Supplied text
1. In previous studies, experimental endotoxaemia was found to stimulate cytokine production in the central nervous system. The effect of sepsis on brain cytokines is not fully known. We compared the effect of endotoxaemia and sepsis on brain interleukin-1 and interleukin-6 expression.
2. Male A/J mice were injected subcutaneously with lipopolysaccharide (10 mg/kg) or an equal volume of saline as control. Sepsis was induced by caecal ligation and puncture (CLP); control mice underwent sham-operation. Brain tissue was assayed for interleukin-1 and interleukin-6 by ELISA. Northern blotting or the polymerase chain reaction was used to determine cytokine mRNA levels.
3. Administration of endotoxin induced a greater than fourfold increase in brain interleukin-1, a greater than threefold increase in interleukin-6 and an increase in mRNA for both cytokines. Caecal ligation and puncture resulted in increased brain interleukin-1 and interleukin-6 levels, but the changes were less pronounced and occurred later than after injection of endotoxin. There was no detectable difference in brain interleukin-1 mRNA between septic and sham-operated mice, whereas interleukin-6 mRNA was increased in brains of septic animals.
4. Sepsis and endotoxaemia resulted in similar, although not identical, changes in brain interleukin-1 and interleukin-6 concentrations and mRNA levels, suggesting that increased cytokine production in the central nervous system is part of the systemic response to sepsis and may be mediated by endotoxin.

Provided data
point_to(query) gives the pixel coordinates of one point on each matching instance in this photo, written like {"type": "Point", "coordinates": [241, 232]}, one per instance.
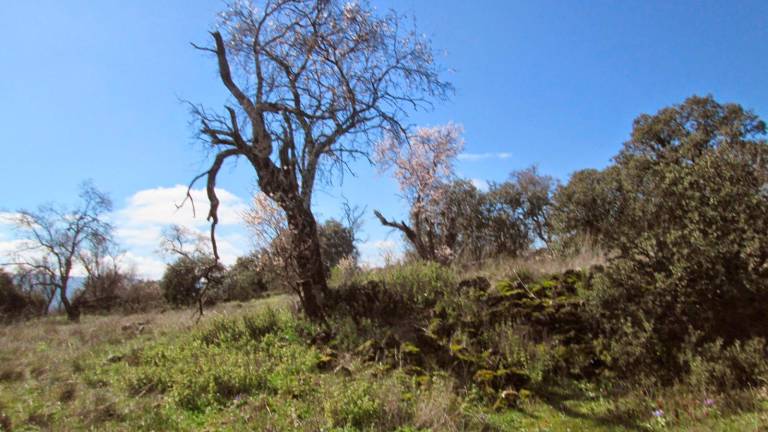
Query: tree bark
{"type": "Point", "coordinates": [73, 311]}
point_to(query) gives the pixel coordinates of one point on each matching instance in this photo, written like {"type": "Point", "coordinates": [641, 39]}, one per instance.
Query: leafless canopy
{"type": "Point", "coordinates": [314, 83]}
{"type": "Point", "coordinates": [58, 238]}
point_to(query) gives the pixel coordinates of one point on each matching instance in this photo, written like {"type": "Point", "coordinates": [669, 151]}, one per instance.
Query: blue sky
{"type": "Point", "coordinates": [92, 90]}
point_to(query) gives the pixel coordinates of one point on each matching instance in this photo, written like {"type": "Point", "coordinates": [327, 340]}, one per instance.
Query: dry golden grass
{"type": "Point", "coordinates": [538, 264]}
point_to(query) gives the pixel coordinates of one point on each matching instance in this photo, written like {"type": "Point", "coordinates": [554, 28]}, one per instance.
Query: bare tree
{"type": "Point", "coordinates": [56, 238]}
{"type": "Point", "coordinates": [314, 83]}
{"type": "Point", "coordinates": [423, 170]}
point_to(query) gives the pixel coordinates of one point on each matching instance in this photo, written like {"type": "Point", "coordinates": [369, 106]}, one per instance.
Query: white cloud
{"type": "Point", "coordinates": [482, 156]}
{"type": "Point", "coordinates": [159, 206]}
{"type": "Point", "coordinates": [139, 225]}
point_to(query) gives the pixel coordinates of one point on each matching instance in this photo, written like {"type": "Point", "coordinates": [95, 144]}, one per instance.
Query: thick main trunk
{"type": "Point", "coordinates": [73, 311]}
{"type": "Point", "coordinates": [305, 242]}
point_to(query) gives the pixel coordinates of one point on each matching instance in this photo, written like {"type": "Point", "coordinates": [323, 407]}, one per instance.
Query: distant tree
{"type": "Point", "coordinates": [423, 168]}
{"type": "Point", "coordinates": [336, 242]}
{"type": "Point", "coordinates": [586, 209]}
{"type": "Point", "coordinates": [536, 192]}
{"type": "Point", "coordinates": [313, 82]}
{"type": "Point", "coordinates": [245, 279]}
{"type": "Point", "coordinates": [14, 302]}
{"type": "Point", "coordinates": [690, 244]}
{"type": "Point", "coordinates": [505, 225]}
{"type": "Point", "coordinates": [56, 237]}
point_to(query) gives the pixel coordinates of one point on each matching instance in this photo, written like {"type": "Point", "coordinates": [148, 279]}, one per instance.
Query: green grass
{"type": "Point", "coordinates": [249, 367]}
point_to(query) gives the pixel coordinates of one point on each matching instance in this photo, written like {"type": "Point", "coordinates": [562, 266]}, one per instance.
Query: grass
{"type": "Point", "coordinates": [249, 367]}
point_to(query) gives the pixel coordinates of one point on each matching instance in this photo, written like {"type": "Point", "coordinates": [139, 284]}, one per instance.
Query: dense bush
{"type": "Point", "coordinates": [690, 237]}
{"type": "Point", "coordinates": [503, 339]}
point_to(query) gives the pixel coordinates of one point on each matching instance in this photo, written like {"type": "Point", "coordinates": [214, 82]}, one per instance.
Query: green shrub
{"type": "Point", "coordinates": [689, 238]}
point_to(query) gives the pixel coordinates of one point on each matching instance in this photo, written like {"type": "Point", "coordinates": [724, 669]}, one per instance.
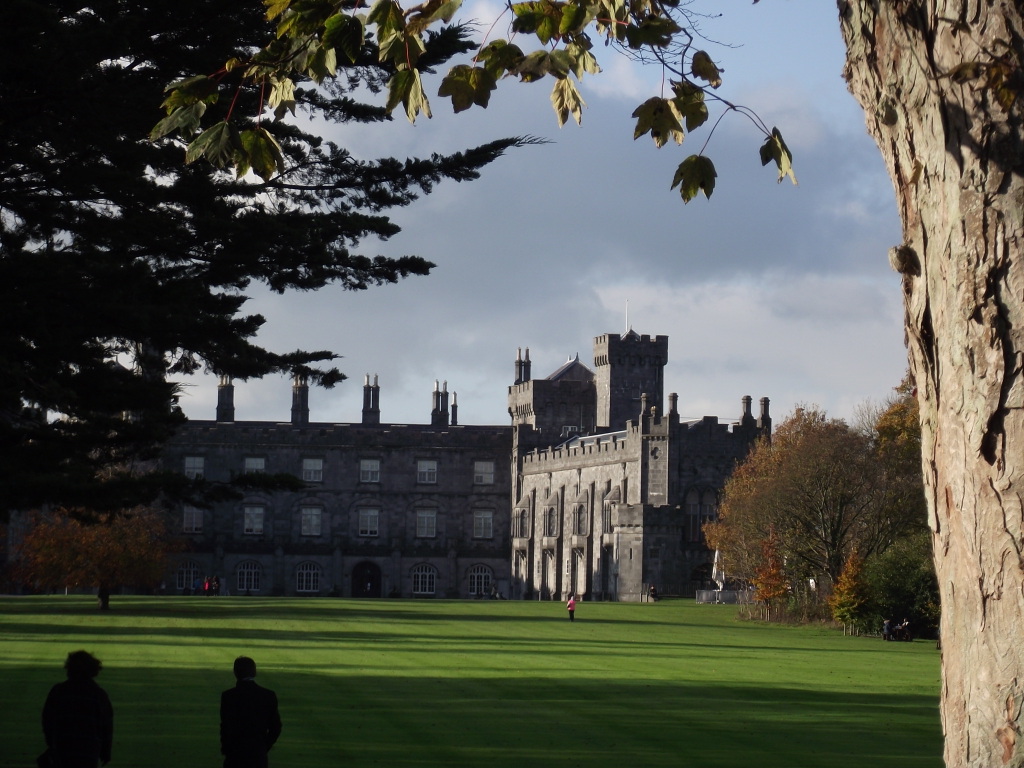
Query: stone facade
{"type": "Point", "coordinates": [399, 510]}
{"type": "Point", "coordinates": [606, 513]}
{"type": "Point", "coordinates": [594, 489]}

What is expected
Extract the passage of the brain cytokine study above that runs from "3. Administration of" up to and including "mediated by endotoxin.", word for word.

Response to the task
3. Administration of endotoxin induced a greater than fourfold increase in brain interleukin-1, a greater than threefold increase in interleukin-6 and an increase in mRNA for both cytokines. Caecal ligation and puncture resulted in increased brain interleukin-1 and interleukin-6 levels, but the changes were less pronounced and occurred later than after injection of endotoxin. There was no detectable difference in brain interleukin-1 mRNA between septic and sham-operated mice, whereas interleukin-6 mRNA was increased in brains of septic animals.
4. Sepsis and endotoxaemia resulted in similar, although not identical, changes in brain interleukin-1 and interleukin-6 concentrations and mRNA levels, suggesting that increased cytokine production in the central nervous system is part of the systemic response to sepsis and may be mediated by endotoxin.